• Exercise description: Please retype all of the following entries exactly.

• Stored data entries:
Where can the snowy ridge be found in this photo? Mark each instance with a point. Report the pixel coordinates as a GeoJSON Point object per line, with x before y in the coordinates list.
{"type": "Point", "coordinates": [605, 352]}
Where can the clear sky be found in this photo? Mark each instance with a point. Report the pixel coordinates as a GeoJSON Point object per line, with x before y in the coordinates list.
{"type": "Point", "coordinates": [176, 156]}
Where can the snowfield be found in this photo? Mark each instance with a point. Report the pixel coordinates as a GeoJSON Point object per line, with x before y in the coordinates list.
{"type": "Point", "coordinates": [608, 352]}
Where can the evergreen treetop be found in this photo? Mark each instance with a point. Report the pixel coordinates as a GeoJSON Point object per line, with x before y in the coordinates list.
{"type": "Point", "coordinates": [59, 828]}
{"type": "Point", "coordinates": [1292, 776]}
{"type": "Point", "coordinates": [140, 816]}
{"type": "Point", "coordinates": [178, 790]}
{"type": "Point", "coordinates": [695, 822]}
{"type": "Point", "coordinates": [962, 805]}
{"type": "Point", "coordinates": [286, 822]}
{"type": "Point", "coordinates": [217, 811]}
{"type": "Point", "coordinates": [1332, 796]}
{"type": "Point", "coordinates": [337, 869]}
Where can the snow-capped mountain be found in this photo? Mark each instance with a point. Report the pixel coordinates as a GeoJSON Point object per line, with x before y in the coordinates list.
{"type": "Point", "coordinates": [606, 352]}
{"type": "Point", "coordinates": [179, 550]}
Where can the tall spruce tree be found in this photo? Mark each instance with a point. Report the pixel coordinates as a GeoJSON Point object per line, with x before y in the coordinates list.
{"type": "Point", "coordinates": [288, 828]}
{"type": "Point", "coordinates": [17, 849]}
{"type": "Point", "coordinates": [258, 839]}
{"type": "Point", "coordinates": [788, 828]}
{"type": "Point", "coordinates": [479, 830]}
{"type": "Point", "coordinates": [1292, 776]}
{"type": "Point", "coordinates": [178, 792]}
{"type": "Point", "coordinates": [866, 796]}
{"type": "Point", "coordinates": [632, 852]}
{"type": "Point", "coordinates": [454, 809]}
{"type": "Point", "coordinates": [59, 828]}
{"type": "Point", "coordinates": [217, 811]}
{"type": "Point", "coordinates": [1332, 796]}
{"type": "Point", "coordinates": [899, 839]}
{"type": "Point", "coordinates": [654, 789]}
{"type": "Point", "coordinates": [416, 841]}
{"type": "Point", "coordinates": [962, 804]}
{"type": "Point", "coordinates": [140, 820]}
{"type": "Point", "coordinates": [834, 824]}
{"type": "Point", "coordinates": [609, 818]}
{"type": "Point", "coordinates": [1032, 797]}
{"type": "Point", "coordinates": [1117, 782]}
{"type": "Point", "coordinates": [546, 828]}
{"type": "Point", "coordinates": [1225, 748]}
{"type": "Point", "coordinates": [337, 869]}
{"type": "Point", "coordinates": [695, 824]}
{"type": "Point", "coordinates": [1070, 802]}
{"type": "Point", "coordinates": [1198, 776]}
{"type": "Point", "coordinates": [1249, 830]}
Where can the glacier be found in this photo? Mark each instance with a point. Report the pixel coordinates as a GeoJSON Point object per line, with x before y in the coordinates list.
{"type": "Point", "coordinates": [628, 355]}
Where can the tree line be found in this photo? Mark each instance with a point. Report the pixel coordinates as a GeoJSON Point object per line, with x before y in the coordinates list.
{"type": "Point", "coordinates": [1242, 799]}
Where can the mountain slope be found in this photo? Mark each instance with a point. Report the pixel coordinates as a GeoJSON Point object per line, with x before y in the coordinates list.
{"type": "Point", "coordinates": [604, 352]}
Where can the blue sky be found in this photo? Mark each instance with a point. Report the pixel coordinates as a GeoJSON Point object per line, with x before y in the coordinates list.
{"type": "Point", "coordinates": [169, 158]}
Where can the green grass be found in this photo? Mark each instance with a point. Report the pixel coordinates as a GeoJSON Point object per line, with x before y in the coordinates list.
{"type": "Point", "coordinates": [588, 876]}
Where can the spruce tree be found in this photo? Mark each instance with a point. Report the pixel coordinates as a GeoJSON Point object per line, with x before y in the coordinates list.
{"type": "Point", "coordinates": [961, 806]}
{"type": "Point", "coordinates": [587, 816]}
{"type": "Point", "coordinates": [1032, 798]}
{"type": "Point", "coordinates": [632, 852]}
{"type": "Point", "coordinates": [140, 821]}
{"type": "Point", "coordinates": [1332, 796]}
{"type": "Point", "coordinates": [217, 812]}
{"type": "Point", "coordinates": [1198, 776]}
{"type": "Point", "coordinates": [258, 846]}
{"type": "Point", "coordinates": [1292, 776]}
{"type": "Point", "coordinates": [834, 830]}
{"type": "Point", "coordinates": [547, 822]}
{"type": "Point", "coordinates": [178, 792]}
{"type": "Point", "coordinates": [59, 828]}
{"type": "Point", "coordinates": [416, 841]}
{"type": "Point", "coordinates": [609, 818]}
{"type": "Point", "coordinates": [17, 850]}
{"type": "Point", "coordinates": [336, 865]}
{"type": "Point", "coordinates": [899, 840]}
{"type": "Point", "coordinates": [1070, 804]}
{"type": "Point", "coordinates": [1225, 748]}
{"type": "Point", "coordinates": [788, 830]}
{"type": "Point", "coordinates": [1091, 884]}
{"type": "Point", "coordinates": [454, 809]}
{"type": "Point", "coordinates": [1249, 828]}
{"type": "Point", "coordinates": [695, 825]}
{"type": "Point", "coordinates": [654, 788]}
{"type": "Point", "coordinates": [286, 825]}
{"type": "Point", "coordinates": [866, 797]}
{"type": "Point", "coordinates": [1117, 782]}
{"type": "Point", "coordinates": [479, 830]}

• Result for this task:
Where can the snowy ridge be found in this photo? Mark each instance with a point. Report the pixel coordinates as a GeoJSON Point object per line, with x before y in the coordinates list.
{"type": "Point", "coordinates": [605, 352]}
Where can the clear sky be found in this photo? Mark each instance with a point. Report the pixel coordinates as a GeoJSON Point object per line, with x before y in the coordinates list.
{"type": "Point", "coordinates": [176, 156]}
Where can the snowfield be found in this photo? Mark each instance with a point. Report the pixel coordinates as a GeoJSON Point object per line, with x before y in the coordinates list.
{"type": "Point", "coordinates": [608, 352]}
Where can the evergreen treetop be found in this photo? Mark each instance with a point. Report the pixel coordinates as a GeoJSON Point object per line, with x before y in the coordinates list.
{"type": "Point", "coordinates": [59, 828]}
{"type": "Point", "coordinates": [1292, 776]}
{"type": "Point", "coordinates": [140, 816]}
{"type": "Point", "coordinates": [178, 790]}
{"type": "Point", "coordinates": [695, 822]}
{"type": "Point", "coordinates": [962, 805]}
{"type": "Point", "coordinates": [286, 822]}
{"type": "Point", "coordinates": [217, 811]}
{"type": "Point", "coordinates": [1332, 796]}
{"type": "Point", "coordinates": [337, 869]}
Where can the snow-capped mountain be found in this photo? Mark each instance with a point. Report the pixel coordinates as a GeoJSON Point object per line, with x before y in the coordinates list.
{"type": "Point", "coordinates": [606, 352]}
{"type": "Point", "coordinates": [179, 550]}
Where can the tall spruce tree be found in this photo? Mark each instance with a point. Report the pixel coordinates as a GeoJSON Point object per line, with x before y in the coordinates list.
{"type": "Point", "coordinates": [288, 828]}
{"type": "Point", "coordinates": [17, 849]}
{"type": "Point", "coordinates": [258, 839]}
{"type": "Point", "coordinates": [788, 828]}
{"type": "Point", "coordinates": [479, 830]}
{"type": "Point", "coordinates": [1292, 776]}
{"type": "Point", "coordinates": [178, 792]}
{"type": "Point", "coordinates": [866, 796]}
{"type": "Point", "coordinates": [632, 852]}
{"type": "Point", "coordinates": [454, 809]}
{"type": "Point", "coordinates": [59, 828]}
{"type": "Point", "coordinates": [217, 811]}
{"type": "Point", "coordinates": [1332, 796]}
{"type": "Point", "coordinates": [899, 839]}
{"type": "Point", "coordinates": [654, 789]}
{"type": "Point", "coordinates": [416, 841]}
{"type": "Point", "coordinates": [962, 804]}
{"type": "Point", "coordinates": [140, 820]}
{"type": "Point", "coordinates": [834, 824]}
{"type": "Point", "coordinates": [609, 818]}
{"type": "Point", "coordinates": [1032, 797]}
{"type": "Point", "coordinates": [1117, 782]}
{"type": "Point", "coordinates": [546, 828]}
{"type": "Point", "coordinates": [1225, 748]}
{"type": "Point", "coordinates": [337, 869]}
{"type": "Point", "coordinates": [695, 824]}
{"type": "Point", "coordinates": [1070, 802]}
{"type": "Point", "coordinates": [1198, 776]}
{"type": "Point", "coordinates": [1249, 830]}
Where can the glacier be found in this photo? Mark each instance with a point. Report the pixel coordinates as a GeoJSON Point object per line, with x before y in the coordinates list.
{"type": "Point", "coordinates": [628, 355]}
Where can the tree line be found in this photo? Mark each instance with a point. Report the pixel coordinates as a GeoJSON Point object per line, with x before y in the coordinates list.
{"type": "Point", "coordinates": [1242, 799]}
Where can the mountain slope be found in this photo? Mark each instance with a point. Report the pixel coordinates as a GeoJSON Point object per line, with x before y in the coordinates list.
{"type": "Point", "coordinates": [604, 352]}
Where can the blue sky be found in this photo? Mark each instance with a point. Report the pixel coordinates as a GeoJSON Point object per line, with x before y in the coordinates list.
{"type": "Point", "coordinates": [169, 158]}
Where can the green grass be found in this photo? Mark each instance with a point. Report the pixel coordinates as a GeoJSON Point object per line, with x before y in the coordinates list.
{"type": "Point", "coordinates": [588, 876]}
Where can the spruce tree be found in this photo? Mark each instance with a point. Report the pixel coordinates as a GeoJSON Point object per line, with x before y in the coordinates list.
{"type": "Point", "coordinates": [961, 806]}
{"type": "Point", "coordinates": [587, 816]}
{"type": "Point", "coordinates": [1032, 798]}
{"type": "Point", "coordinates": [632, 852]}
{"type": "Point", "coordinates": [140, 821]}
{"type": "Point", "coordinates": [1332, 796]}
{"type": "Point", "coordinates": [217, 812]}
{"type": "Point", "coordinates": [1198, 776]}
{"type": "Point", "coordinates": [258, 846]}
{"type": "Point", "coordinates": [1292, 776]}
{"type": "Point", "coordinates": [834, 830]}
{"type": "Point", "coordinates": [547, 822]}
{"type": "Point", "coordinates": [178, 792]}
{"type": "Point", "coordinates": [59, 828]}
{"type": "Point", "coordinates": [416, 841]}
{"type": "Point", "coordinates": [609, 818]}
{"type": "Point", "coordinates": [17, 850]}
{"type": "Point", "coordinates": [336, 865]}
{"type": "Point", "coordinates": [899, 840]}
{"type": "Point", "coordinates": [1070, 804]}
{"type": "Point", "coordinates": [1225, 748]}
{"type": "Point", "coordinates": [788, 830]}
{"type": "Point", "coordinates": [1091, 884]}
{"type": "Point", "coordinates": [454, 809]}
{"type": "Point", "coordinates": [1249, 828]}
{"type": "Point", "coordinates": [695, 825]}
{"type": "Point", "coordinates": [654, 788]}
{"type": "Point", "coordinates": [286, 825]}
{"type": "Point", "coordinates": [866, 797]}
{"type": "Point", "coordinates": [1117, 782]}
{"type": "Point", "coordinates": [479, 830]}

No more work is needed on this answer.